* DATA ROWS
-- BEGIN --

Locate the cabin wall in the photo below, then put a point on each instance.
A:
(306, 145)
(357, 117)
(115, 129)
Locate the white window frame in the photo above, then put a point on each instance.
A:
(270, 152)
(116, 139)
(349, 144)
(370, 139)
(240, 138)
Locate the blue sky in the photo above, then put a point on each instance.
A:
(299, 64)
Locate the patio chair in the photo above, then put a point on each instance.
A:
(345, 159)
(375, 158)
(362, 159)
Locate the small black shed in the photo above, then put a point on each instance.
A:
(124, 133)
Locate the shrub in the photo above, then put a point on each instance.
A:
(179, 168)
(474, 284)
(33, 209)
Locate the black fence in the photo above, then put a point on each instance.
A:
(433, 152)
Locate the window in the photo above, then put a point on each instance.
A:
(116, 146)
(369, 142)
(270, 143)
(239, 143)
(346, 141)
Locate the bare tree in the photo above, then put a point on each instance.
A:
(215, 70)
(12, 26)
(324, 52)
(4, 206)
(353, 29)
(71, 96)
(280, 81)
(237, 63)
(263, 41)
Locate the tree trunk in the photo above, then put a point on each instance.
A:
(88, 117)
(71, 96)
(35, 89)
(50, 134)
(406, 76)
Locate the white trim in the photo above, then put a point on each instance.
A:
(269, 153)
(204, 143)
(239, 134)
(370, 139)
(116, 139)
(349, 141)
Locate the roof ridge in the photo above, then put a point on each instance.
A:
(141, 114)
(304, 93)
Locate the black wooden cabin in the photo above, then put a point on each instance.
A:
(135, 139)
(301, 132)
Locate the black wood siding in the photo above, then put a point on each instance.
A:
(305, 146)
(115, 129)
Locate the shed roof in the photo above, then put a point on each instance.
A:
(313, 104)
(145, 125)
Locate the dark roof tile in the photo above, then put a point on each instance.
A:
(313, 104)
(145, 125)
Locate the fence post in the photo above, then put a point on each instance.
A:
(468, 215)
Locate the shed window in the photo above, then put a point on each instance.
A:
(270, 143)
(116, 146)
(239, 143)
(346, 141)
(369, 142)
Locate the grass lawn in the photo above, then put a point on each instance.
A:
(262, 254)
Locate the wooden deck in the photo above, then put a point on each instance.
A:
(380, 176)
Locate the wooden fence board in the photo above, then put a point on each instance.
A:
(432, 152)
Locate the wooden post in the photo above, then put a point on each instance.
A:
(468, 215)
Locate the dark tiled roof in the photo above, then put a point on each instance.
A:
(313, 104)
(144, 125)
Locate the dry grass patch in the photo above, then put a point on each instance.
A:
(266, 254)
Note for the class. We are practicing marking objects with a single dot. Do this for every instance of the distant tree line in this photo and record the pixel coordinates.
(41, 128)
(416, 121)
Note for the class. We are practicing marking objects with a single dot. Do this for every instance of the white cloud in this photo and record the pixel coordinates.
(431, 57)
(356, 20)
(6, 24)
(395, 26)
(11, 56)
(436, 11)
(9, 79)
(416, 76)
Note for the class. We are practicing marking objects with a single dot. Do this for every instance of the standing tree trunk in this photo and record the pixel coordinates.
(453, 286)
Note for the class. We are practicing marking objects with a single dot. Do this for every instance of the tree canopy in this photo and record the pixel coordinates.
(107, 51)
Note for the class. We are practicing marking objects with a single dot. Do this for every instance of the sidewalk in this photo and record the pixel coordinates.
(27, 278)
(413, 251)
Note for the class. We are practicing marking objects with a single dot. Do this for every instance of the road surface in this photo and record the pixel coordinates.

-- END --

Write out the entries above word for word.

Locate the cabin wall in the photo below, then put a point on each instance.
A:
(306, 145)
(357, 117)
(115, 129)
Locate the white window frame in the photo above, then put a point on each instance.
A:
(270, 152)
(116, 139)
(349, 144)
(370, 139)
(240, 138)
Locate the blue sky in the photo above, then put a point on each instance.
A:
(299, 64)
Locate the patio chair in the photo above, then put a point on each instance.
A:
(345, 159)
(375, 158)
(362, 159)
Locate the small black shed in the photo above, then put a point on each instance.
A:
(124, 133)
Locate the shrub in the photo above, then put a point on each instance.
A:
(179, 168)
(474, 284)
(33, 209)
Locate the black fence in the photo above, then put a point on each instance.
A:
(433, 152)
Locate the window in the photo above, then put a point on each instance.
A:
(116, 146)
(369, 142)
(270, 143)
(239, 143)
(346, 141)
Locate the bare tree in the photo above, then put a point on each instance.
A:
(215, 70)
(12, 26)
(324, 52)
(4, 206)
(353, 29)
(71, 96)
(280, 81)
(237, 63)
(263, 41)
Locate the tree trunk in the photo above, then put a point on each instance.
A:
(88, 117)
(71, 96)
(35, 89)
(50, 134)
(406, 76)
Locate the white trim in the photo above, then put a point on each instance.
A:
(269, 153)
(204, 143)
(239, 134)
(370, 139)
(116, 139)
(349, 141)
Locate the roof ridge in the photo above, then put a point on each instance.
A:
(141, 114)
(304, 93)
Locate the black wooden cabin in the photo above, then put a point on each instance.
A:
(135, 139)
(301, 132)
Locate the black wood siding in the photo above, then put a point on each instance.
A:
(305, 146)
(115, 129)
Locate the shed roof in the photo above, then put a point on each instance.
A:
(313, 104)
(145, 125)
Locate the dark roof tile in the photo above, then put a point on each instance.
A:
(313, 104)
(145, 125)
Locate the fence post in the photo above, then put a point on each instance.
A:
(468, 215)
Locate the shed window in the photo above, then put a point on each instance.
A:
(270, 143)
(116, 146)
(239, 143)
(346, 141)
(369, 142)
Locate the grass lawn in the photo above, then put a point on each instance.
A:
(262, 254)
Locate the wooden deck in the photo above, then put a point on each instance.
A:
(380, 176)
Locate the wooden fence board in the photo above, then put a point on each instance.
A:
(432, 152)
Locate the wooden post in the photo above, then put a point on each instance.
A:
(468, 215)
Locate the dark tiled roof in the photo above, then put a point on each instance.
A:
(313, 104)
(144, 125)
Locate the dry grass patch in the photo above, then put a point on each instance.
A:
(266, 254)
Note for the class. We are practicing marking objects with a single dot. Do this for every instance of the distant tree line in this photo and record the pixel coordinates.
(41, 128)
(416, 121)
Note for the class. We are practicing marking objects with a single dot. Do this for every instance of the white cloud in this photo and record the pixel coordinates.
(431, 57)
(356, 20)
(6, 24)
(395, 26)
(11, 56)
(436, 11)
(9, 79)
(416, 76)
Note for the class. We are practicing marking objects with a single dot. Do this for every instance of the standing tree trunk in this photo and record the pixel coordinates.
(453, 286)
Note for the class. We are practicing marking objects with a single dot. Do this for every instance of the tree canopy in this photo and record the pixel coordinates.
(107, 51)
Note for the class. We are practicing marking objects with a single dot. Do this for every instance of the sidewalk in this photo and record the pixel coordinates.
(27, 278)
(413, 251)
Note for the class. We are practicing marking objects with a single dot. Do this for every instance of the road surface in this photo and record the pixel coordinates.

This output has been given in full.